■ OBJETIVO DO EXERCÍCIO
Passe para uma tabela em Markdown, com as colunas "Número" e "Linha", só as linhas dos registros abaixo que ficam entre a que contém "Exercise. Point out every instance of the blue hull" e a que contém "x=1144, y=327", incluindo as duas. Numere cada linha na coluna "Número" e deixe de fora as linhas em branco.

■ DADOS DE ORIGEM

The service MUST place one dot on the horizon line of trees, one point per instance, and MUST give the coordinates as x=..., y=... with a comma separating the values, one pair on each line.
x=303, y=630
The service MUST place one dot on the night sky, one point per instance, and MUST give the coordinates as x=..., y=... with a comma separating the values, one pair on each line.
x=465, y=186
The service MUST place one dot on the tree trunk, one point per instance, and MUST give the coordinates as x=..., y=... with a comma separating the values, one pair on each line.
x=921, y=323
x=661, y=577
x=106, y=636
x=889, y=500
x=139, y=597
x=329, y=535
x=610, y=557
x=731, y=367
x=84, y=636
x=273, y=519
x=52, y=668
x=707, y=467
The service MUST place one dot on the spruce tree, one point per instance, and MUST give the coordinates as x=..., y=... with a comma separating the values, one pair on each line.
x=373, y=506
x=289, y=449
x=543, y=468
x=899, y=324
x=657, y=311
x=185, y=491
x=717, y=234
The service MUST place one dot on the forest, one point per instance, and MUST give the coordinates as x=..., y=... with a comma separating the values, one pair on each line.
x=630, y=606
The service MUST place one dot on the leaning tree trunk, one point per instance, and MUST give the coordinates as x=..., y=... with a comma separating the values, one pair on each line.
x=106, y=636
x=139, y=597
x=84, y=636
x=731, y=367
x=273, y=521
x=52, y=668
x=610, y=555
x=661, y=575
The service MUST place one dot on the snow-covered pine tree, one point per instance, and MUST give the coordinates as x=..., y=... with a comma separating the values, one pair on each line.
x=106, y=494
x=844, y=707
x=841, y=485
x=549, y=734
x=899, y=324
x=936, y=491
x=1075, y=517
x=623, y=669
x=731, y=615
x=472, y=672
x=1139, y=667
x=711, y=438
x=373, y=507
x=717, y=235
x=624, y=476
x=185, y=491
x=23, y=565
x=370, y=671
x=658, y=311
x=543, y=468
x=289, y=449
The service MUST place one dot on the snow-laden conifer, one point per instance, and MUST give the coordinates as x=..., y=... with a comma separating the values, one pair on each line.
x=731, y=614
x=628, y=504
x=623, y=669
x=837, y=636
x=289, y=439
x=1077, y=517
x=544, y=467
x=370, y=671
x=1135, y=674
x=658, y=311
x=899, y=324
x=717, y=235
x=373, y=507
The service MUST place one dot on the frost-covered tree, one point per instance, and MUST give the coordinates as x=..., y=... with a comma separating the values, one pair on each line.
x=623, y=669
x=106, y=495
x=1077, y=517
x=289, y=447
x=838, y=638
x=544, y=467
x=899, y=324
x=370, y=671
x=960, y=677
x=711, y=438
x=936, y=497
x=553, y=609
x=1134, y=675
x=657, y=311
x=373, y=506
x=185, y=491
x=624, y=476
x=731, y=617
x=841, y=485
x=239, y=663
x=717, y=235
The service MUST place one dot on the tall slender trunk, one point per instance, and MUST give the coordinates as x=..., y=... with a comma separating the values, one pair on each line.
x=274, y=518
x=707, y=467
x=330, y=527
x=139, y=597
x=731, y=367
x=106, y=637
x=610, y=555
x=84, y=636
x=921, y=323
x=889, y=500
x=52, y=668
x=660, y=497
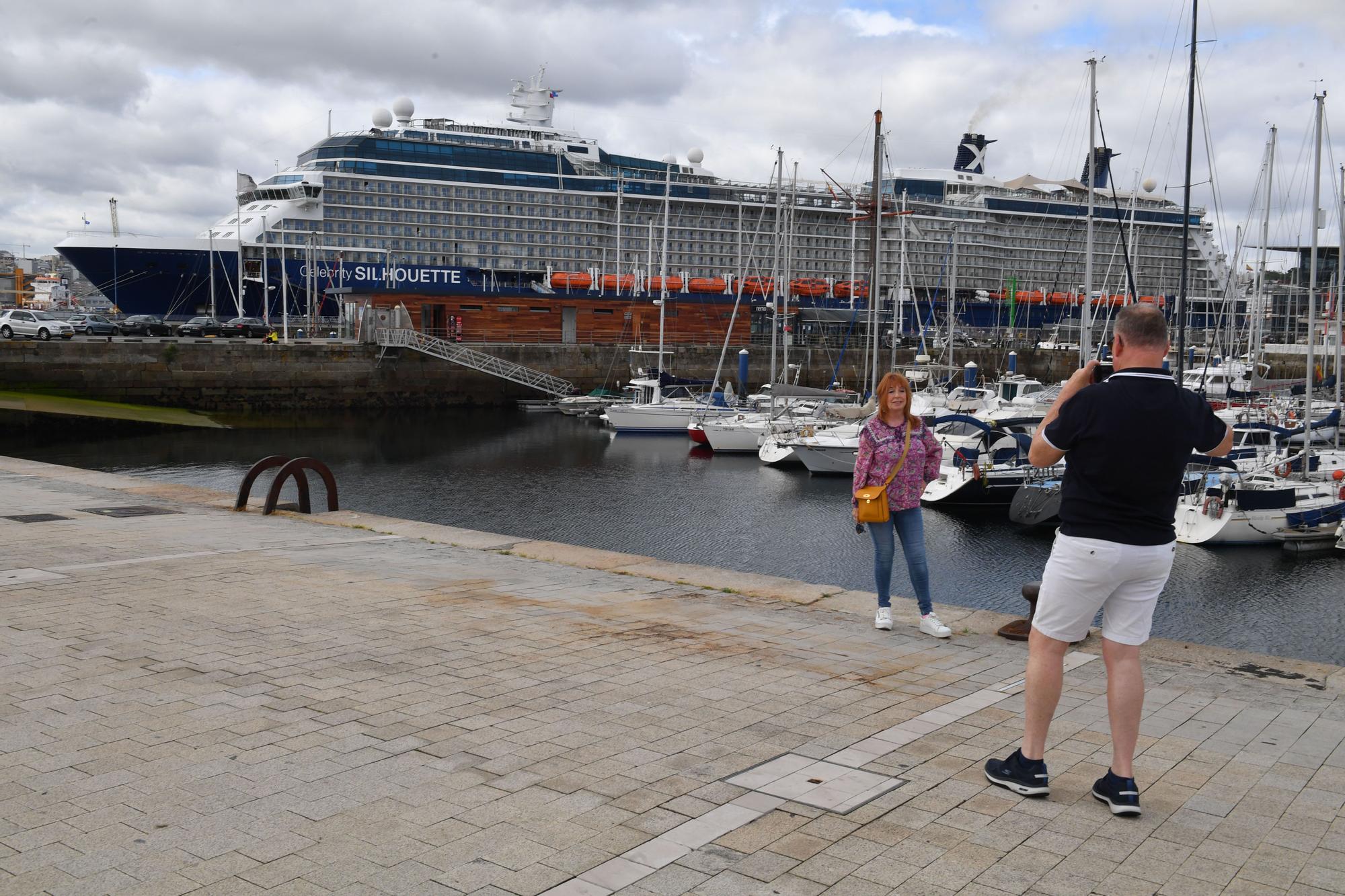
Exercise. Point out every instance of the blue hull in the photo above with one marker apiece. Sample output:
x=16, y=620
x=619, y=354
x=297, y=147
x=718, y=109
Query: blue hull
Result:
x=176, y=284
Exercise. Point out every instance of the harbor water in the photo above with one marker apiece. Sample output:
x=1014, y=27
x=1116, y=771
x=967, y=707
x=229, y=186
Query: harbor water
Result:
x=566, y=479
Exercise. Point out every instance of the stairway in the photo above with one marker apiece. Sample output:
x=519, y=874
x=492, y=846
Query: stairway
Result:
x=400, y=338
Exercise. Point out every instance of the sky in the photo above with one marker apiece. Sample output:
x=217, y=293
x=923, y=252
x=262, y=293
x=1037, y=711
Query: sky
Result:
x=158, y=103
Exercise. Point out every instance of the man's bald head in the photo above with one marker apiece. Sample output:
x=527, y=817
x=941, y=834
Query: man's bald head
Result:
x=1144, y=327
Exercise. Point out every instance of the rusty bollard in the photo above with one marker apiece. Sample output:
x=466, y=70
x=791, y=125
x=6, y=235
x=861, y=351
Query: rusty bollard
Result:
x=1019, y=628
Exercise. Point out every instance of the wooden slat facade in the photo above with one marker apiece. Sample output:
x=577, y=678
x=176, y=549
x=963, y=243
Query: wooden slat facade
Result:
x=566, y=319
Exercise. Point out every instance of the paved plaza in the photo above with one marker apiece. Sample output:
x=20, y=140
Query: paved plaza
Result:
x=204, y=701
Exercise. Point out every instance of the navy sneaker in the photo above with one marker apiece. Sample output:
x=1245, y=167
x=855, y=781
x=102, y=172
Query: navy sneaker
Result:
x=1121, y=794
x=1027, y=776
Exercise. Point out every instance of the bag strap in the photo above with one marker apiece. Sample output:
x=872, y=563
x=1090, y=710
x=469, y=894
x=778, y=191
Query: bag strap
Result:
x=902, y=460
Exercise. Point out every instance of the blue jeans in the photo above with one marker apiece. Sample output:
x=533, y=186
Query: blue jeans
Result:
x=910, y=528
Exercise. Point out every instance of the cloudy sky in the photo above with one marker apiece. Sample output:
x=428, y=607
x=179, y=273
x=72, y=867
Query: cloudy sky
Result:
x=157, y=103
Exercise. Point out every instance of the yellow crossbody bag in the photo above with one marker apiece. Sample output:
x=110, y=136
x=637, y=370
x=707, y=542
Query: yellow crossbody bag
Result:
x=874, y=499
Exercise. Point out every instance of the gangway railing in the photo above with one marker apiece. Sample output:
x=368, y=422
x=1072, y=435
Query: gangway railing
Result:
x=401, y=338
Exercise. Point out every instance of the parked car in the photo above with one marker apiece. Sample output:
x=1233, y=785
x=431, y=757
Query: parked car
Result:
x=146, y=326
x=200, y=327
x=95, y=326
x=244, y=327
x=41, y=325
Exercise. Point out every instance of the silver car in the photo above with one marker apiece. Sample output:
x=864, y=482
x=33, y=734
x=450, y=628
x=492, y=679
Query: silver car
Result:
x=41, y=325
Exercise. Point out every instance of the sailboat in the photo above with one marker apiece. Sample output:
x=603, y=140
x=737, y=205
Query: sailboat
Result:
x=1239, y=507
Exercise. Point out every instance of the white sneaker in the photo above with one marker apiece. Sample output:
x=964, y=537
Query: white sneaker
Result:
x=930, y=624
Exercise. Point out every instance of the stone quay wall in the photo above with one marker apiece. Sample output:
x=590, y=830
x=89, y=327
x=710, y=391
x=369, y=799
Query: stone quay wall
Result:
x=237, y=376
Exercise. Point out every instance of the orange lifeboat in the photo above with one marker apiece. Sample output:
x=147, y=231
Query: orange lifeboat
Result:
x=809, y=287
x=571, y=280
x=758, y=286
x=656, y=284
x=707, y=284
x=613, y=282
x=844, y=288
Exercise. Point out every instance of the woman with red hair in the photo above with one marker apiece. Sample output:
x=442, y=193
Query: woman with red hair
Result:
x=883, y=448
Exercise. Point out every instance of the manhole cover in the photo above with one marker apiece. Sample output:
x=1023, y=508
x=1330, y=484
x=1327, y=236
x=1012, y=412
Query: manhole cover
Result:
x=139, y=510
x=818, y=783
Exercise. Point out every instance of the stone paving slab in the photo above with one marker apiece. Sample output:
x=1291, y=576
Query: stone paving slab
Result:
x=225, y=702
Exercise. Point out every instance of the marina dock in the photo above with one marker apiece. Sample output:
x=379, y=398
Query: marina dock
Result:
x=205, y=701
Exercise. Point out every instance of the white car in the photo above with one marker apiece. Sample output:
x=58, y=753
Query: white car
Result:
x=20, y=322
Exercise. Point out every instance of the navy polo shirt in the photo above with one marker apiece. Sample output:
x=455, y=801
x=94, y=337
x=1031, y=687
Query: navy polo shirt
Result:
x=1126, y=443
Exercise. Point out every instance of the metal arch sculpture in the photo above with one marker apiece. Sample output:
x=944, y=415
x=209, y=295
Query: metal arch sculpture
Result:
x=297, y=470
x=259, y=469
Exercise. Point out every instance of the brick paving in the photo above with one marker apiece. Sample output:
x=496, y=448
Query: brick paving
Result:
x=217, y=702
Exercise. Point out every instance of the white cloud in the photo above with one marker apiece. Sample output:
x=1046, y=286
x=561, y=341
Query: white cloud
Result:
x=158, y=104
x=884, y=25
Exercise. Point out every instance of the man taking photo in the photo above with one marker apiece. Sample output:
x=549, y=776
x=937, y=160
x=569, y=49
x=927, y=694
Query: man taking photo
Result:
x=1126, y=442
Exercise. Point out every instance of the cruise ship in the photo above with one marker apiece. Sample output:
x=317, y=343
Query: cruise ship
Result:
x=462, y=221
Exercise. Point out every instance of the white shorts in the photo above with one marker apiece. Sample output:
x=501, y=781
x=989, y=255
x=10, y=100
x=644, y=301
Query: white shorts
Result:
x=1087, y=575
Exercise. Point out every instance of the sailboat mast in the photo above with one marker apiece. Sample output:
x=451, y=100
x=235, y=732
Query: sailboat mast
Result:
x=875, y=291
x=1086, y=321
x=213, y=272
x=902, y=284
x=953, y=294
x=664, y=274
x=1336, y=306
x=1260, y=315
x=1186, y=208
x=621, y=189
x=786, y=338
x=1312, y=283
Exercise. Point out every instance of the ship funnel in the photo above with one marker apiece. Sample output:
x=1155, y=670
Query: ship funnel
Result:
x=972, y=154
x=1102, y=167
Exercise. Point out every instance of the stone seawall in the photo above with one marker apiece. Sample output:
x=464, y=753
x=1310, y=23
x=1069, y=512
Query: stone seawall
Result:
x=249, y=376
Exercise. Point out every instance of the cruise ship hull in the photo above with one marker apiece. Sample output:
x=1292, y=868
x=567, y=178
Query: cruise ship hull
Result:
x=171, y=279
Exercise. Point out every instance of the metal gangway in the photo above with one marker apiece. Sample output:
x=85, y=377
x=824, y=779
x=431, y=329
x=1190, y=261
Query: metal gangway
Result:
x=403, y=338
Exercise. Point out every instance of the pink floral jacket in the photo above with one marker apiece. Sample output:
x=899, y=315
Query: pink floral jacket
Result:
x=880, y=447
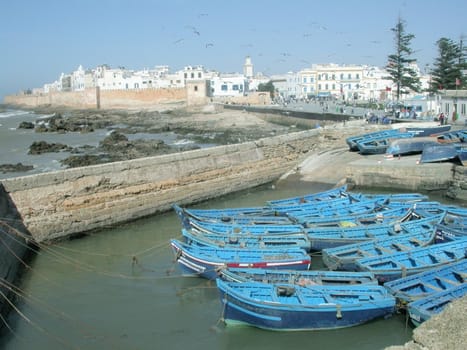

■ RESULTADO FINAL
| Número | Linha |
|---|---|
| 1 | Exercise. Point out every instance of the blue hull in the photo above with one marker apiece. Sample output: |
| 2 | x=16, y=620 |
| 3 | x=619, y=354 |
| 4 | x=297, y=147 |
| 5 | x=718, y=109 |
| 6 | Query: blue hull |
| 7 | Result: |
| 8 | x=176, y=284 |
| 9 | Exercise. Point out every instance of the harbor water in the photo above with one marker apiece. Sample output: |
| 10 | x=1014, y=27 |
| 11 | x=1116, y=771 |
| 12 | x=967, y=707 |
| 13 | x=229, y=186 |
| 14 | Query: harbor water |
| 15 | Result: |
| 16 | x=566, y=479 |
| 17 | Exercise. Point out every instance of the stairway in the photo above with one marker apiece. Sample output: |
| 18 | x=519, y=874 |
| 19 | x=492, y=846 |
| 20 | Query: stairway |
| 21 | Result: |
| 22 | x=400, y=338 |
| 23 | Exercise. Point out every instance of the sky in the photo above with one marker apiece. Sample output: |
| 24 | x=217, y=293 |
| 25 | x=923, y=252 |
| 26 | x=262, y=293 |
| 27 | x=1037, y=711 |
| 28 | Query: sky |
| 29 | Result: |
| 30 | x=158, y=103 |
| 31 | Exercise. Point out every instance of the man's bald head in the photo above with one marker apiece. Sample output: |
| 32 | x=527, y=817 |
| 33 | x=941, y=834 |
| 34 | Query: man's bald head |
| 35 | Result: |
| 36 | x=1144, y=327 |